• **Excerpt provided**:
^^^^^^^^^^^^^^^^

Best Country Singles of 2005

Three days later than intended, thanks to a Blogspot glitch, here’s the first of a few year-in-review entries. Given the incessant single listing on this page lately, it seems only right to kcik things off with my favorite fifty singles of the past year. Observant readers will note that rankings have changed a bit since the 400 Greatest List; what can I say, it’s been three months and tastes change.

Fifty Best Country Singles
of 2005

#50
“XXL”
Keith Anderson

Newcomer Anderson’s celebration of the big-and-tall clientele was one of the funniest records to hit country radio this year.

#49
“Tonight”
Sara Evans

Overshadowed by the admittedly superior “I May Hate Myself In The Morning”, Evans’ ode to the one night stand has its own understated charm.

#48
“Don’t Worry ‘Bout A Thing”
SHeDaisy

The Osborn sisters get out all of their anger about being used and abused by the Nashville system, and ironically enough, it returns them to the top ten for the first time in years.

#47
“Don’t”
Shania Twain

A tender ballad that was nearly lost in the early months of the year, it helped her Greatest Hits solidify its place as the top-selling country album of 2005.

#46
“A Hard Secret To Keep”
Mark Chesnutt

A wonderful cheater’s lament that is laced with paranoia. Chesnutt’s never sounded better.

#45
“I Don’t Feel Like Loving You Today”
Gretchen Wilson

While one would hope that co-writer Matraca Berg looked up Tillis, Loveless and Yearwood in her Rolodex before giving this song to Wilson, the newcomer does a decent job staying out of the way of an excellent song.

#44
“Big Time”
Big & Rich

A glorious celebration of what success truly means. Toby Keith should embrace the message.

#43
“Good Hearted Man”
Tift Merritt

Sultry and blues-tinged, this is country of the Bobbie Gentry variety, that Mississippi mud sound that is too often overlooked these days.

#42
“I Play Chicken With The Train”
Cowboy Troy with Big & Rich

This may end up more interesting in the long run to sociologists rather than musicologists, but the collision of musical genres here is wildly entertaining.

#41
“Race You To The Bottom”
Billy Dean

There seems to be a growing sector of the artistic community that are raising a voice against incessant commercialism; Dean is sadistic in adopting the voice of greed and envy. Who knew he had it in him?

#40
“She Didn’t Have Time”
Terri Clark

The saga of a single mom is lovingly retold by Clark in one of her most sensitive performances to date.

#39
“Boondocks”

^^^^^^^^^^^^^^^^

• **Stated problem**:
In the country singles list, change "sadistic" to "sardonic" and give the passage starting at "There seems to" and ending at "had it in him?".

Excerpts from point annotation data
^^^^^^^^^^^^^^^^

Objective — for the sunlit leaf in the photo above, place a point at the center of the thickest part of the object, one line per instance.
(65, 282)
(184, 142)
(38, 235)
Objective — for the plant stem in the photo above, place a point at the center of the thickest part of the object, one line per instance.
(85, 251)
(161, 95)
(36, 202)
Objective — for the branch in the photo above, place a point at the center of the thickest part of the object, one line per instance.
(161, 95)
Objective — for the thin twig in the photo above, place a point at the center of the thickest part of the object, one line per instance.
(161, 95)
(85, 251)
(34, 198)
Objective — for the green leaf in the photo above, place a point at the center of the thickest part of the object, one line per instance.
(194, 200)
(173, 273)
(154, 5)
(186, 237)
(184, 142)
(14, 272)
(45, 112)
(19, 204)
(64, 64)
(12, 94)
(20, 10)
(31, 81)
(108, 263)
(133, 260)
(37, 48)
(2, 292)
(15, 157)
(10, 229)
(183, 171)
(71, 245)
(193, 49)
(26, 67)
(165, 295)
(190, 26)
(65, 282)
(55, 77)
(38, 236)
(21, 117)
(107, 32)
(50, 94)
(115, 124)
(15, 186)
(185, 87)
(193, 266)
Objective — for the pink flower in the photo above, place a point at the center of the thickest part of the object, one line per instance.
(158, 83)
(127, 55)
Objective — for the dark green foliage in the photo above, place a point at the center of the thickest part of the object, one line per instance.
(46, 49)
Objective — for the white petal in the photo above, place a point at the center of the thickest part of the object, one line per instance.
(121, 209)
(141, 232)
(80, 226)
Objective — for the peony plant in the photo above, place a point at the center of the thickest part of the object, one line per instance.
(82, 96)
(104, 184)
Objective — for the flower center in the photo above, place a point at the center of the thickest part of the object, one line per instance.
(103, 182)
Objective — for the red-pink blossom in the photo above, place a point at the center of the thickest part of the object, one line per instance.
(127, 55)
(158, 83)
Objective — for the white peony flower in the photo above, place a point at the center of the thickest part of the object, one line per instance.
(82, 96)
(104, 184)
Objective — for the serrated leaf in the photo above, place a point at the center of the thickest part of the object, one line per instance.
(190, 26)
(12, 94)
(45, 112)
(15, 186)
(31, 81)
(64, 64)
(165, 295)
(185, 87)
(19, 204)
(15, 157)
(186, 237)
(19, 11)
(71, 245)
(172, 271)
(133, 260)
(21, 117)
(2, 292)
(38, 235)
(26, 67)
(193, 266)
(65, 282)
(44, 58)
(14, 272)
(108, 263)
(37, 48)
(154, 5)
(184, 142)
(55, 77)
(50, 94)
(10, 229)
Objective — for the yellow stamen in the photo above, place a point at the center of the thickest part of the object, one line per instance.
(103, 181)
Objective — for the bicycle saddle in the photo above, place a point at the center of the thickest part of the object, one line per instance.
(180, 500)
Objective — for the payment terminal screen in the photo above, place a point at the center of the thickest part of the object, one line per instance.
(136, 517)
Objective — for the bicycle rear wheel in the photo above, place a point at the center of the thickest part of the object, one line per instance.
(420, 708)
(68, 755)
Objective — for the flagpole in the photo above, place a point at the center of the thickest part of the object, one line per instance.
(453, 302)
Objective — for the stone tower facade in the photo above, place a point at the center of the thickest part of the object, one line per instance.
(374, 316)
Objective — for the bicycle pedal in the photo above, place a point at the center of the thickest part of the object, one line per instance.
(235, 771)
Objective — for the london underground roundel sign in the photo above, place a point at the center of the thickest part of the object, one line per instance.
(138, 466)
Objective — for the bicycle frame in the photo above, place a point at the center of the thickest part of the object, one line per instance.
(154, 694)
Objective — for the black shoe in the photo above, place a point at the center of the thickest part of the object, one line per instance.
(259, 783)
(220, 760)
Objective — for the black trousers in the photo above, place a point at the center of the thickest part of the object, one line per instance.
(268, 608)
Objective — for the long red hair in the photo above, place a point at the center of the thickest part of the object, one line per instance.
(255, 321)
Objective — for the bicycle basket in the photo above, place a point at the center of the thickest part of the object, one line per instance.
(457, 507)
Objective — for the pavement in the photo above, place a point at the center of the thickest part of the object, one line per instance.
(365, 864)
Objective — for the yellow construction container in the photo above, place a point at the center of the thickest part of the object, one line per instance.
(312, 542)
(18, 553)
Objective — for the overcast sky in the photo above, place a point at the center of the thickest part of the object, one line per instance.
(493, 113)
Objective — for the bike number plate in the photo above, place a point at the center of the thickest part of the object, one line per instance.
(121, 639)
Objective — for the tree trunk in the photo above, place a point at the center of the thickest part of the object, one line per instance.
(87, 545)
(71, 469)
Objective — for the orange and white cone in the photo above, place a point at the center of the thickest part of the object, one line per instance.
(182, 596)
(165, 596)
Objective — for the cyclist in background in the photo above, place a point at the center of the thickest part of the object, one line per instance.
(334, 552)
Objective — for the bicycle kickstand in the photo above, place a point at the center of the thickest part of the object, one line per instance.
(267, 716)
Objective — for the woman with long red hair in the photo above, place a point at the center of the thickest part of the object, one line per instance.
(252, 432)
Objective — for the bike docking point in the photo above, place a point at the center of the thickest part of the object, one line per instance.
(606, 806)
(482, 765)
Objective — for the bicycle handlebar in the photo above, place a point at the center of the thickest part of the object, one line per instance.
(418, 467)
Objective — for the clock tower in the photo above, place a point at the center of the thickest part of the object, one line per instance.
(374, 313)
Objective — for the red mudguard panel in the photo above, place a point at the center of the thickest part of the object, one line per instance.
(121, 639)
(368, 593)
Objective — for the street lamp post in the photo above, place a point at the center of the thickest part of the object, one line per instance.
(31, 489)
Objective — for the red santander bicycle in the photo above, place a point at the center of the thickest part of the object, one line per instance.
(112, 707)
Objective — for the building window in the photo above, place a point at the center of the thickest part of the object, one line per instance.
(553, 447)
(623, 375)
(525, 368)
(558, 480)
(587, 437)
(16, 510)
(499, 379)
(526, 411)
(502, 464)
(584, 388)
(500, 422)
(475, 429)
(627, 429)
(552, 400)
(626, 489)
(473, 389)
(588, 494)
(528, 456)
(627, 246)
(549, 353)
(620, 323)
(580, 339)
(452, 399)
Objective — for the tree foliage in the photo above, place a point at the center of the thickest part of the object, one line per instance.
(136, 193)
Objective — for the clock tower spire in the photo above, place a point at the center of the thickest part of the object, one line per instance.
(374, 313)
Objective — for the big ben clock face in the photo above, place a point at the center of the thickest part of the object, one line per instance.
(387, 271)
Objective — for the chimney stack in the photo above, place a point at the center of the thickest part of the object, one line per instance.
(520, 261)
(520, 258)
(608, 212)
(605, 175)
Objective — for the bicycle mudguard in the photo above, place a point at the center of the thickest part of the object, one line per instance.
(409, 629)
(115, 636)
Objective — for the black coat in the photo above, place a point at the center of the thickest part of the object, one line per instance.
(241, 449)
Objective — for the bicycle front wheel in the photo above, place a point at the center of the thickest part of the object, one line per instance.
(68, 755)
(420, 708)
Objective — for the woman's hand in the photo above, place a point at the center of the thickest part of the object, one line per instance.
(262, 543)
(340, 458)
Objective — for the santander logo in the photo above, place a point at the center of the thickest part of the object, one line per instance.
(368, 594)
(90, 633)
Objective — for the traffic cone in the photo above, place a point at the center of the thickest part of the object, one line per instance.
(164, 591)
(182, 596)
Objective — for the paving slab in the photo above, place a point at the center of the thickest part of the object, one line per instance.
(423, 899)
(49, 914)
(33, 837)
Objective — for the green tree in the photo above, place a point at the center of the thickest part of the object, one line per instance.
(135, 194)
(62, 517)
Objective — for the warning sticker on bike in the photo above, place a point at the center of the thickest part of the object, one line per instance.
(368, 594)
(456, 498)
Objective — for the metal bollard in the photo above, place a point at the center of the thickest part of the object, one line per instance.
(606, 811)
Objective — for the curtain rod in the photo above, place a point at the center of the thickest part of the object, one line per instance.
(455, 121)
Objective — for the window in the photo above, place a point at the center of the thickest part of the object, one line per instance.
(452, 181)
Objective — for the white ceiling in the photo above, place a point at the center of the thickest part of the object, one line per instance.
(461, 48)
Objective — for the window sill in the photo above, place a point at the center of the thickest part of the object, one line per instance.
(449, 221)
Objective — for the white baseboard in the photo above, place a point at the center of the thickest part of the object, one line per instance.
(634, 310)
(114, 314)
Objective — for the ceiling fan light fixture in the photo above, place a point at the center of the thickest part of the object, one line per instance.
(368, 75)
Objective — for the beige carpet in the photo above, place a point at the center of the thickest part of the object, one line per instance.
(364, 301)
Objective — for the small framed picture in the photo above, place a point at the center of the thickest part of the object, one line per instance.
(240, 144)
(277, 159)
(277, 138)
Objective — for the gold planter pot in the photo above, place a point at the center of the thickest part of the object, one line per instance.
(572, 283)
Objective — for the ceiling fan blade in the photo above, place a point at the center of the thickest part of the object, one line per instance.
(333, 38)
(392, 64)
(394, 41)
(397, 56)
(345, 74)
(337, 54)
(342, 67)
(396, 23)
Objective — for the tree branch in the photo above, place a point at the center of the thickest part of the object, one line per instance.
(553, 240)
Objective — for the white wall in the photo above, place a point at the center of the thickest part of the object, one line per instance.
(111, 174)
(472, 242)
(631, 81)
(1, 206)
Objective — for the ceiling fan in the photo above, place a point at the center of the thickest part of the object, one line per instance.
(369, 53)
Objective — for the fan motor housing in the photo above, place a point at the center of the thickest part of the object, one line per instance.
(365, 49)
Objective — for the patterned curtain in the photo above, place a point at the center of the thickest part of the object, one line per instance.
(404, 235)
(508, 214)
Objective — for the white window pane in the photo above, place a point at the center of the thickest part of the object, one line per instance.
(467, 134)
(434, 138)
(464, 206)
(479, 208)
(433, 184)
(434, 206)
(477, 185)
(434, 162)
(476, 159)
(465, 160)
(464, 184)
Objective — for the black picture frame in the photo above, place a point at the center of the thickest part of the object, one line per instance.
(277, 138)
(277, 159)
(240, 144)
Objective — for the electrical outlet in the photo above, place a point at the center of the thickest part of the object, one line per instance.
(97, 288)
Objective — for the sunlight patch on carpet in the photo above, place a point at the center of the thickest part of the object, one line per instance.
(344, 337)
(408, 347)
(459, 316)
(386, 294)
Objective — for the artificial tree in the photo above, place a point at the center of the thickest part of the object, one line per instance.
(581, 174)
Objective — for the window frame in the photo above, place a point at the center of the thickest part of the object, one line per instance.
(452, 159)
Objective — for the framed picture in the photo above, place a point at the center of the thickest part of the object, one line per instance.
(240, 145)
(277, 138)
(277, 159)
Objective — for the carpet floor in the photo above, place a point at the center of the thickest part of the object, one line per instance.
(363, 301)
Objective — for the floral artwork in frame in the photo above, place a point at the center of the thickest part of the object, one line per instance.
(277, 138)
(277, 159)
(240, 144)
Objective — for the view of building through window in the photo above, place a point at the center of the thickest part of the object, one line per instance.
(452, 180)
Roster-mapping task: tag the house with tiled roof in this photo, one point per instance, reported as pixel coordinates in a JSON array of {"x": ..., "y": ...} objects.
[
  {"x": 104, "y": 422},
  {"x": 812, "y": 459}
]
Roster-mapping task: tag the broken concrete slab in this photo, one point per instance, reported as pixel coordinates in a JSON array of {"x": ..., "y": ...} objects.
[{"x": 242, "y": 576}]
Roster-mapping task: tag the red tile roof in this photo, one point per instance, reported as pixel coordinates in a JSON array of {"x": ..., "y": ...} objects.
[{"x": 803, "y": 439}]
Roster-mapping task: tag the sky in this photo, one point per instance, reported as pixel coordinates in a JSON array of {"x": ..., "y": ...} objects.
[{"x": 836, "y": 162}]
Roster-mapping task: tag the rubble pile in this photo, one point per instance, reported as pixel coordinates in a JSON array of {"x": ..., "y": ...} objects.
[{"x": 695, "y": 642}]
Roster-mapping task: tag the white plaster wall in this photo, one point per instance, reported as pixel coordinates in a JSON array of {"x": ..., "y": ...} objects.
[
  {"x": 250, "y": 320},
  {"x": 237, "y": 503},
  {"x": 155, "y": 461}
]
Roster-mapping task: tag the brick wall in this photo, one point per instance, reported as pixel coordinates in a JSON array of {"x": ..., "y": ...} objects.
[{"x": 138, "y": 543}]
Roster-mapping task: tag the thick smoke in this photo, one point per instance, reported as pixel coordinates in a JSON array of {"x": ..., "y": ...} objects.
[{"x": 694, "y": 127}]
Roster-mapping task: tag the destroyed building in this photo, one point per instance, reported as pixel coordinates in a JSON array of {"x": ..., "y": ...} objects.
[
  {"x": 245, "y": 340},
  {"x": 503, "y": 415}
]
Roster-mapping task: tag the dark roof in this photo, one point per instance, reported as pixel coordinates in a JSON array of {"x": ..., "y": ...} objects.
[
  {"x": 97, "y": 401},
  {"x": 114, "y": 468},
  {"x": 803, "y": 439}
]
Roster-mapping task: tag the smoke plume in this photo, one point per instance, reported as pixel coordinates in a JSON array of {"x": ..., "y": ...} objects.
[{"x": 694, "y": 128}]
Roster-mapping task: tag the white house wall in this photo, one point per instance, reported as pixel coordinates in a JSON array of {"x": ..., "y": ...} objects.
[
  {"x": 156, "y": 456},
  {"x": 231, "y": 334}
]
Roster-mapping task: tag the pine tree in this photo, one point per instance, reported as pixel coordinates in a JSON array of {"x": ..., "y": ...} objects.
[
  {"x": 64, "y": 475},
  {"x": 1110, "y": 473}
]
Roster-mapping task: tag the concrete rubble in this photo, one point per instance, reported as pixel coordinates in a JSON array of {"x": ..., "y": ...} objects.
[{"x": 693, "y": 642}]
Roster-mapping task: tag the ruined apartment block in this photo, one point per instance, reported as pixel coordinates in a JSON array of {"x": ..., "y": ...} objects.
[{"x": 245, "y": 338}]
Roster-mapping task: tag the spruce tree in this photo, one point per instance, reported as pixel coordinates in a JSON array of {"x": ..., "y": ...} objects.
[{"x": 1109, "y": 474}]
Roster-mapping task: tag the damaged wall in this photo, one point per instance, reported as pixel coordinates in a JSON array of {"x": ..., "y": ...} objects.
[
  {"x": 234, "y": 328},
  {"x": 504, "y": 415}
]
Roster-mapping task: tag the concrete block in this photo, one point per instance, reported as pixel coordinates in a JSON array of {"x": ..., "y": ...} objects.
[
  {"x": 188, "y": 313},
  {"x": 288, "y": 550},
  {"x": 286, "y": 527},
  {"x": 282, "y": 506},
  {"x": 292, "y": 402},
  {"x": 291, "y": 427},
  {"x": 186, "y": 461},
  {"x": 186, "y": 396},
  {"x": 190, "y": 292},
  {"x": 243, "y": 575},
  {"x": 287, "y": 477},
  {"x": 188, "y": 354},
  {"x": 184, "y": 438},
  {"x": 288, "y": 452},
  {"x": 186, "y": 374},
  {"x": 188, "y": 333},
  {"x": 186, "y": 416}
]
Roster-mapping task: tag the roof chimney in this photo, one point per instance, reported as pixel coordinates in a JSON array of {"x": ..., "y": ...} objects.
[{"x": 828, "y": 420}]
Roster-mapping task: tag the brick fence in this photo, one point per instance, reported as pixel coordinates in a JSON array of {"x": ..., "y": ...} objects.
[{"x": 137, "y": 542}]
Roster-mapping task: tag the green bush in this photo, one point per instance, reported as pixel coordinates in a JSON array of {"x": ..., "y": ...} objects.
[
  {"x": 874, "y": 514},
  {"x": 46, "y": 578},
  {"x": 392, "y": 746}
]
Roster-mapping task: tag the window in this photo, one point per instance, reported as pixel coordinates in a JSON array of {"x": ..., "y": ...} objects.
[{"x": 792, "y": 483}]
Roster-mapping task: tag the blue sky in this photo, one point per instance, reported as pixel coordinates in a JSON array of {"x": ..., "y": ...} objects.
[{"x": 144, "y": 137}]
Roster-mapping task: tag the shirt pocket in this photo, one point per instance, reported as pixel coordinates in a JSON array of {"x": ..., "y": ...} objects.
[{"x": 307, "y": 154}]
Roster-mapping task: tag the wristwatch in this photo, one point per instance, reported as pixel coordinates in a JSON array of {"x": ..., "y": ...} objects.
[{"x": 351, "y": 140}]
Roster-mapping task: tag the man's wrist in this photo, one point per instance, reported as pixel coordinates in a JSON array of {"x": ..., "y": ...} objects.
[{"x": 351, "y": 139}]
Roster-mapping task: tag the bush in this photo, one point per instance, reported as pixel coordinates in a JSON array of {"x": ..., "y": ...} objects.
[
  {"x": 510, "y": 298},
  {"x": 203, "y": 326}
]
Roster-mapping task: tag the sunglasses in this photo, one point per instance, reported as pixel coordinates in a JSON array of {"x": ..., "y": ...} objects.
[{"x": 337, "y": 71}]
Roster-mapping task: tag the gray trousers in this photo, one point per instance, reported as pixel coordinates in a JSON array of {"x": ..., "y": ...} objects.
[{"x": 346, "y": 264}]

^^^^^^^^^^^^^^^^

• **Written solution**:
There seems to be a growing sector of the artistic community that are raising a voice against incessant commercialism; Dean is sardonic in adopting the voice of greed and envy. Who knew he had it in him?